Locate every line in the data below that contains the word "target", and copy each of those lines.

(begin)

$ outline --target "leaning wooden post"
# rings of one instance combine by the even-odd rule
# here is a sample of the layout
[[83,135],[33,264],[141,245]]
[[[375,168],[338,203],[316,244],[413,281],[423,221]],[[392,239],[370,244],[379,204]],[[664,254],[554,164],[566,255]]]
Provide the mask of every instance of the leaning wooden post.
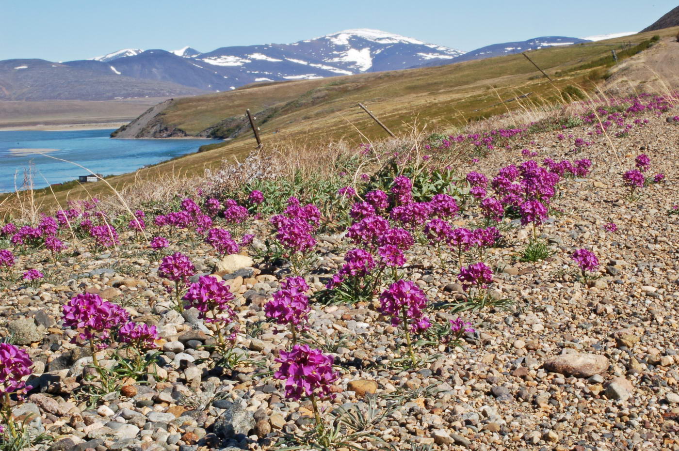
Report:
[[253,132],[255,132],[255,139],[257,140],[257,148],[261,147],[261,138],[259,138],[259,129],[257,128],[257,125],[255,125],[255,118],[253,117],[253,115],[250,113],[250,110],[245,110],[245,113],[248,115],[248,119],[250,119],[250,127],[252,128]]
[[361,106],[362,109],[363,109],[363,111],[365,111],[366,113],[367,113],[368,115],[369,115],[371,117],[372,117],[373,120],[375,121],[375,122],[377,122],[380,125],[380,127],[382,127],[382,128],[384,128],[385,132],[386,132],[390,135],[391,135],[392,138],[396,138],[396,135],[394,135],[393,133],[392,133],[391,130],[390,130],[388,128],[387,128],[386,125],[385,125],[384,124],[383,124],[380,121],[380,119],[378,119],[377,117],[375,117],[375,115],[373,115],[372,113],[371,113],[370,111],[368,109],[365,108],[365,106],[363,105],[363,104],[359,103],[359,106]]
[[[526,55],[526,54],[525,53],[524,53],[523,52],[521,52],[521,55],[523,55],[524,56],[525,56],[525,57],[526,57],[526,59],[527,59],[527,60],[528,60],[528,61],[530,61],[530,62],[532,62],[532,63],[533,64],[533,66],[535,66],[536,67],[537,67],[537,68],[538,68],[538,71],[540,71],[540,72],[542,72],[542,73],[543,73],[543,75],[545,75],[545,77],[547,77],[547,79],[548,79],[548,80],[549,80],[550,81],[552,81],[552,79],[551,79],[551,78],[549,78],[549,75],[547,75],[546,73],[545,73],[545,71],[543,71],[543,70],[542,70],[541,68],[540,68],[540,66],[538,66],[538,65],[537,65],[537,64],[535,64],[534,62],[533,62],[533,60],[531,60],[531,59],[530,59],[530,58],[528,58],[528,55]],[[553,82],[552,82],[552,83],[553,83]]]

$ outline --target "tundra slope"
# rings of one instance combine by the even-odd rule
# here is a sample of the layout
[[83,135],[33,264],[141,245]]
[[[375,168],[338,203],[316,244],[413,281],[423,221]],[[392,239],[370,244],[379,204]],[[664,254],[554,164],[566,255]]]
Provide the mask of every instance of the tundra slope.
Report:
[[[648,123],[610,136],[614,151],[606,137],[595,134],[595,124],[528,135],[510,149],[498,148],[489,158],[460,164],[457,169],[462,174],[473,170],[490,176],[526,159],[523,149],[536,153],[534,158],[539,160],[593,161],[587,178],[562,181],[554,201],[562,213],[540,229],[556,251],[552,257],[537,263],[515,260],[532,233],[523,227],[507,231],[507,246],[490,251],[494,261],[504,262],[494,276],[494,289],[513,299],[516,309],[464,313],[477,332],[466,336],[461,348],[420,348],[422,358],[444,354],[416,370],[375,366],[394,350],[398,354],[403,343],[375,302],[312,304],[310,327],[319,339],[340,334],[348,338],[335,348],[335,360],[346,370],[327,408],[343,405],[365,412],[363,395],[374,392],[377,408],[388,413],[371,432],[397,449],[411,449],[410,444],[441,450],[679,449],[679,224],[677,216],[666,214],[679,199],[676,113],[640,115]],[[667,178],[644,188],[642,198],[631,202],[621,174],[634,167],[641,152],[650,157],[650,170]],[[460,224],[470,219],[463,216]],[[604,229],[609,222],[617,224],[617,231]],[[268,230],[263,218],[247,231],[263,239]],[[181,363],[202,357],[204,351],[198,348],[209,337],[196,330],[201,322],[190,312],[179,315],[169,309],[165,284],[155,273],[158,257],[129,237],[117,250],[103,254],[92,253],[81,241],[76,252],[56,264],[40,252],[18,258],[18,267],[50,274],[51,282],[37,288],[10,284],[4,292],[3,317],[10,328],[18,330],[18,323],[12,326],[17,318],[35,319],[21,323],[22,342],[38,344],[24,349],[39,362],[34,372],[46,372],[34,380],[36,388],[25,405],[31,407],[24,408],[40,414],[37,423],[48,431],[66,434],[65,446],[71,440],[109,449],[143,444],[159,450],[196,449],[193,444],[215,450],[270,449],[284,432],[307,427],[310,404],[286,401],[282,385],[260,378],[255,366],[216,376],[205,363]],[[348,246],[342,235],[318,238],[321,269],[308,277],[314,291],[340,266]],[[198,271],[212,272],[219,260],[213,251],[202,244],[186,246],[187,239],[187,233],[173,237],[170,250],[188,255]],[[562,271],[572,267],[571,251],[583,247],[602,263],[600,277],[588,284]],[[429,247],[416,246],[411,258],[420,263],[407,267],[409,277],[430,300],[456,302],[462,296],[454,263],[435,269]],[[246,331],[238,345],[248,358],[271,368],[276,350],[290,337],[272,333],[262,308],[288,274],[275,265],[249,267],[247,258],[238,261],[245,267],[232,272],[236,267],[222,266],[221,271],[236,294],[238,321]],[[81,383],[77,373],[83,361],[73,367],[77,369],[69,368],[86,353],[54,326],[62,305],[86,288],[128,305],[136,320],[158,325],[165,363],[156,370],[167,377],[148,386],[128,381],[123,394],[105,400],[106,408],[96,412],[71,397]],[[445,321],[450,315],[441,310],[436,317]],[[255,333],[255,325],[261,333]],[[568,357],[555,361],[571,353],[598,357],[581,359],[578,368],[559,364]],[[245,410],[230,402],[205,404],[215,384]],[[388,408],[394,397],[399,402]],[[239,432],[249,437],[234,435]]]

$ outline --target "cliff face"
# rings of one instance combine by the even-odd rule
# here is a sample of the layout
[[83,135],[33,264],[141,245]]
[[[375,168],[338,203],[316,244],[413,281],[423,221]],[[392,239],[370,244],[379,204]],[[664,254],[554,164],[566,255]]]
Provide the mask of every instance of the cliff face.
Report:
[[162,121],[161,113],[170,105],[175,99],[170,98],[161,102],[143,113],[136,119],[123,125],[111,134],[111,138],[120,139],[134,139],[137,138],[183,138],[188,134],[181,129],[168,126]]

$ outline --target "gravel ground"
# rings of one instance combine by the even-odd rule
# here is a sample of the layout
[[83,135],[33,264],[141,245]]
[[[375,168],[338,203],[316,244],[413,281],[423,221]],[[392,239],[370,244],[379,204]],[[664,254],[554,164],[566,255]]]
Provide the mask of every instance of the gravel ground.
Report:
[[[514,309],[465,313],[477,332],[460,347],[418,348],[430,361],[421,368],[385,364],[402,354],[403,340],[377,311],[376,300],[314,304],[309,334],[326,344],[337,342],[335,362],[342,368],[336,397],[324,401],[323,408],[366,412],[377,407],[385,415],[372,433],[396,449],[679,450],[679,216],[667,214],[679,203],[679,125],[664,116],[648,119],[629,136],[611,136],[621,161],[606,138],[588,136],[591,129],[581,126],[568,130],[571,138],[559,140],[557,132],[532,135],[515,150],[470,163],[465,172],[490,178],[498,168],[526,159],[525,147],[537,152],[538,161],[587,157],[593,166],[586,178],[562,182],[555,203],[562,214],[538,230],[555,252],[551,257],[518,262],[515,256],[530,233],[520,226],[506,233],[508,246],[491,250],[490,260],[502,269],[492,289],[513,300]],[[591,144],[573,154],[579,137]],[[641,153],[650,157],[650,171],[667,179],[642,189],[641,199],[631,202],[621,176]],[[610,222],[617,231],[604,230]],[[266,225],[253,223],[259,239]],[[320,264],[307,277],[314,290],[341,265],[349,246],[341,235],[318,239]],[[217,263],[213,250],[188,239],[175,237],[170,249],[187,254],[200,273],[212,273]],[[121,241],[103,254],[81,244],[75,255],[56,264],[41,252],[21,256],[16,267],[40,269],[50,283],[10,284],[0,292],[3,334],[12,334],[35,362],[34,389],[14,414],[37,415],[31,427],[56,437],[43,448],[276,449],[284,433],[309,428],[310,403],[286,400],[281,381],[266,372],[290,340],[274,333],[263,309],[287,276],[285,269],[246,256],[222,263],[228,268],[220,274],[236,293],[244,332],[237,348],[247,359],[222,371],[201,362],[210,355],[202,348],[213,338],[196,312],[170,309],[166,281],[156,274],[158,256],[130,237]],[[574,268],[570,253],[579,248],[594,252],[602,263],[600,277],[586,284],[564,275]],[[433,265],[430,249],[421,246],[408,257],[407,278],[430,301],[460,296],[454,260]],[[60,327],[62,305],[84,290],[120,303],[136,321],[156,325],[161,336],[162,354],[148,380],[124,380],[120,393],[94,407],[78,395],[92,383],[83,378],[90,354],[71,344],[72,331]],[[442,309],[435,317],[455,316]],[[100,359],[105,363],[106,353],[115,351],[102,351]]]

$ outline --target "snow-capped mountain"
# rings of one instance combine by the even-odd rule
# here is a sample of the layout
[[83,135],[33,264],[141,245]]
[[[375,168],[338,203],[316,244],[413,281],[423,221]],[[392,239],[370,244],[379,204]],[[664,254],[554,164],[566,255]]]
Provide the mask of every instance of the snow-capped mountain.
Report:
[[183,47],[179,50],[172,50],[170,53],[173,53],[177,56],[181,56],[183,58],[195,58],[200,54],[200,52],[194,48],[189,47]]
[[95,56],[94,58],[90,58],[88,60],[94,60],[94,61],[101,61],[102,62],[107,62],[109,61],[113,61],[113,60],[117,60],[119,58],[125,58],[126,56],[135,56],[139,55],[143,50],[141,49],[123,49],[122,50],[117,50],[117,52],[113,52],[106,55],[102,55],[101,56]]
[[581,42],[589,42],[587,39],[582,39],[578,37],[568,37],[566,36],[541,36],[535,37],[527,41],[517,41],[514,42],[503,42],[499,44],[492,44],[481,47],[468,52],[464,55],[455,58],[452,61],[439,62],[433,61],[424,64],[414,66],[414,67],[422,67],[428,66],[441,66],[450,62],[460,62],[462,61],[469,61],[471,60],[481,60],[493,56],[502,56],[502,55],[511,55],[513,54],[528,52],[541,49],[545,47],[553,47],[555,45],[570,45],[577,44]]

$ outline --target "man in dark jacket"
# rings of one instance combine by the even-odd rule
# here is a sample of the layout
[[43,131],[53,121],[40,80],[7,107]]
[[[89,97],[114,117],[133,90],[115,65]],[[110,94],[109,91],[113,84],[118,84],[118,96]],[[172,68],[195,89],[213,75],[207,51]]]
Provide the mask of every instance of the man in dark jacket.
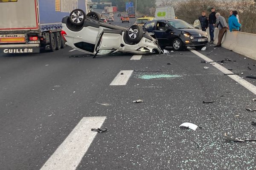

(end)

* Written solution
$ outline --target "leaning wooden post"
$ outline --target "tundra slope"
$ outline --target "cliff face"
$ outline --target "gravel ground"
$ outline --target "snow-capped mountain"
$ outline --target "man in dark jacket"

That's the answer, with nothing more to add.